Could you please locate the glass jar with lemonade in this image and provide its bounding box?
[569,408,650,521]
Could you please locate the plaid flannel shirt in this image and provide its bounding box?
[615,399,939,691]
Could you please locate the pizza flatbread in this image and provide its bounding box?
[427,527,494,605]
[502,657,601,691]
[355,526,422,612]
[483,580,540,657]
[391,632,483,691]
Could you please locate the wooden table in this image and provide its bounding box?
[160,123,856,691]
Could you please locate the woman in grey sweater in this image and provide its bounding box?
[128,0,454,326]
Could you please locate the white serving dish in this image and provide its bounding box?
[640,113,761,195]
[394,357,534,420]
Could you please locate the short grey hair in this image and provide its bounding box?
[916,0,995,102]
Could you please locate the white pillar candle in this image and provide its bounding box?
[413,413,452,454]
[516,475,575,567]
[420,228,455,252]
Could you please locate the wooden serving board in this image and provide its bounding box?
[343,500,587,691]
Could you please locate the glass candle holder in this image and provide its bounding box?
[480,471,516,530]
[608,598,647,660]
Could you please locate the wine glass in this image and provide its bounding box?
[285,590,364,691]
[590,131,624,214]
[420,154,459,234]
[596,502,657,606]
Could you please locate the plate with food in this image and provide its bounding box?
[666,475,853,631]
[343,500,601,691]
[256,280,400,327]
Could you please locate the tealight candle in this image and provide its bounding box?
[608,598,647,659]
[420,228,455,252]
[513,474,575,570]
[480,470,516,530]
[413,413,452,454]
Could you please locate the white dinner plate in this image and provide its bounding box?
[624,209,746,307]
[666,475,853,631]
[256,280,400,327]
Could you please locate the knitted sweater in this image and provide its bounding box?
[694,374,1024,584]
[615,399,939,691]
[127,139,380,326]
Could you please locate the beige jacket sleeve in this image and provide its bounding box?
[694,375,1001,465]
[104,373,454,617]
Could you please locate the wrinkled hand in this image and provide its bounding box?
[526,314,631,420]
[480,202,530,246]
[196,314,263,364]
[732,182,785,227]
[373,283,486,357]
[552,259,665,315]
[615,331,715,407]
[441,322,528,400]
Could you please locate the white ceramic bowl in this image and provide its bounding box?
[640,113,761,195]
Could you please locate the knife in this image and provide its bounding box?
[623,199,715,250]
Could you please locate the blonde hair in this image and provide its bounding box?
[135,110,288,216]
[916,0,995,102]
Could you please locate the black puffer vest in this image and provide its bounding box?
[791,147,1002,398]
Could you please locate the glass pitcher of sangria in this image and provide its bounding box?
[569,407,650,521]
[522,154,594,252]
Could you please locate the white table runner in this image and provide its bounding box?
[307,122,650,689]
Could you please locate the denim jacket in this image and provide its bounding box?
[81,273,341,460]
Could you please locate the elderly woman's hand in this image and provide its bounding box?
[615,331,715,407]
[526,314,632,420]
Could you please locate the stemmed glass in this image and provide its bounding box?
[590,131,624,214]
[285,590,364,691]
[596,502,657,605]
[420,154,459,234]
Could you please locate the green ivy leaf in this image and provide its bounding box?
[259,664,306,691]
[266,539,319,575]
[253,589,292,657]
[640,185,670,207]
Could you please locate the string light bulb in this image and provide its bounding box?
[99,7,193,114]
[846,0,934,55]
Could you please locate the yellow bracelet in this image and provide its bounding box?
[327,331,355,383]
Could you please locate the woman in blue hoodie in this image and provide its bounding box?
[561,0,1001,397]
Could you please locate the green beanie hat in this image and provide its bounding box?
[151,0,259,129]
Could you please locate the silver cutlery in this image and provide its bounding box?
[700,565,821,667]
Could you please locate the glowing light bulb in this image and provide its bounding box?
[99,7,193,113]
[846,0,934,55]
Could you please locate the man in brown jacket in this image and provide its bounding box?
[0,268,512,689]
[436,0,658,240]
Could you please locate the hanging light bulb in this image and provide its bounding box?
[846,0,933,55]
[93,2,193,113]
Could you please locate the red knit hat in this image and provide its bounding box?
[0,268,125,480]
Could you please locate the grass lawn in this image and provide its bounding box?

- - -

REQUIREMENT>
Extract every line of the data above and reproduce each one verbatim, in the same order.

SOLUTION TO THE EXERCISE>
Could you please locate the glass jar with lemonade in this image and provide its bounding box?
[569,408,650,521]
Could you please locate the plaid flannel shirt in this image and provide its bounding box?
[615,399,939,691]
Could you please locate the pizza flatbread in this image and provide its bounding box?
[427,527,494,605]
[502,657,601,691]
[355,526,422,612]
[483,580,540,657]
[391,632,483,691]
Could you please locate the wooden table in this image and provide its bounding box?
[160,123,856,691]
Could you please locate the woman in grey sweater in this image and provide its bounding box?
[128,0,454,326]
Could you please locate the white serving dish in this image and provide its bounding box?
[640,113,761,195]
[394,357,534,420]
Could you please locate the short grey hair in this image and provide its bounding box?
[916,0,995,102]
Could you please locate the white pillar candle in this image and provide its bounding box?
[413,413,452,454]
[516,475,575,567]
[420,228,455,252]
Could you please locate the wooden serving board in this image and provide its bounding box?
[343,500,587,691]
Could you please locate the glass candle holder in this image and provide its bounding box?
[480,471,516,530]
[608,598,647,660]
Could you please locate the wine glass in this image and provide its bounding box?
[285,590,364,691]
[590,131,624,214]
[420,154,459,234]
[596,502,657,606]
Could you please locate the plate with food in this image and provide its bounding box?
[666,475,853,631]
[343,500,601,691]
[256,280,400,327]
Could you please locate the tealight candle in this image and provide its bounding box?
[608,598,647,659]
[420,228,455,252]
[513,474,575,570]
[480,470,516,530]
[413,413,452,454]
Could you please locate the white dinner plate in this image and provide its bounding box?
[624,209,746,307]
[666,475,853,631]
[256,280,400,327]
Could you please locate the knitted sweater in this image and provide its bounding box?
[694,374,1024,584]
[615,399,939,691]
[127,139,380,326]
Could you please locate the beige jacket sleeve in this image and provide its bounding box?
[694,375,1001,465]
[104,373,454,617]
Could you please locate the wrinkled hand in this image and provide its bounding box?
[526,314,631,420]
[480,202,530,246]
[196,314,263,364]
[732,182,785,227]
[373,283,486,357]
[552,259,665,315]
[615,331,715,407]
[441,322,528,400]
Could you please locate the white ceramic bowl in this image and provide its bounding box?
[640,113,761,195]
Could you please locate the knife in this image and provide its bounding box?
[623,199,715,250]
Could you please locate the blonde hair in this image and provide its bounding box?
[135,110,288,216]
[916,0,995,102]
Could you please locate the black puffer vest in this image and provide its bounding box?
[791,147,1002,398]
Could you please locate the glass pitcher of sangria in this image and provide its bounding box?
[569,407,650,521]
[522,154,594,252]
Could you please locate the white table runner in this image and provide its bounding box?
[307,122,650,689]
Could you please locate the denim jacket in this image and provide its bounding box?
[81,273,341,460]
Could you please locate the elderly woman's hand in this image and provide its bounding box?
[615,331,715,407]
[526,314,632,420]
Could you please locate the stemmed glass in this image and provide its bounding box?
[590,131,624,214]
[285,590,364,691]
[596,502,657,605]
[420,154,459,234]
Could you please locate the green ivy leaf in this image and provide its bounding box?
[259,664,306,691]
[266,539,319,575]
[253,589,292,657]
[640,185,670,207]
Could you please locate the string light bulb in this image and provide its bounding box?
[99,7,193,114]
[846,0,934,55]
Could you please locate the yellow bracelet in this image and provide its bounding box?
[327,331,355,383]
Could you please locate the woman in blue hoodie in this image and provide its bounding box?
[561,0,1001,397]
Could you please locate the green beanie hat in this image and provide its bounding box?
[151,0,259,129]
Could you please locate the silver cutlery in this image and provide its bounding box?
[700,565,821,667]
Could you please locate the glowing light bulb in this image and provide its bounding box?
[99,7,193,113]
[846,0,934,55]
Could you please locate the man in brown jacket in this image and provide its bounding box?
[0,268,512,689]
[436,0,658,240]
Could you please locate the hanging light bulb in this image and provide its bounding box?
[846,0,933,55]
[93,2,193,113]
Could you please locate the red knit hat in this image and provide its bounding box?
[0,268,125,480]
Could you please locate the grass lawn in this image and provide its bounding box?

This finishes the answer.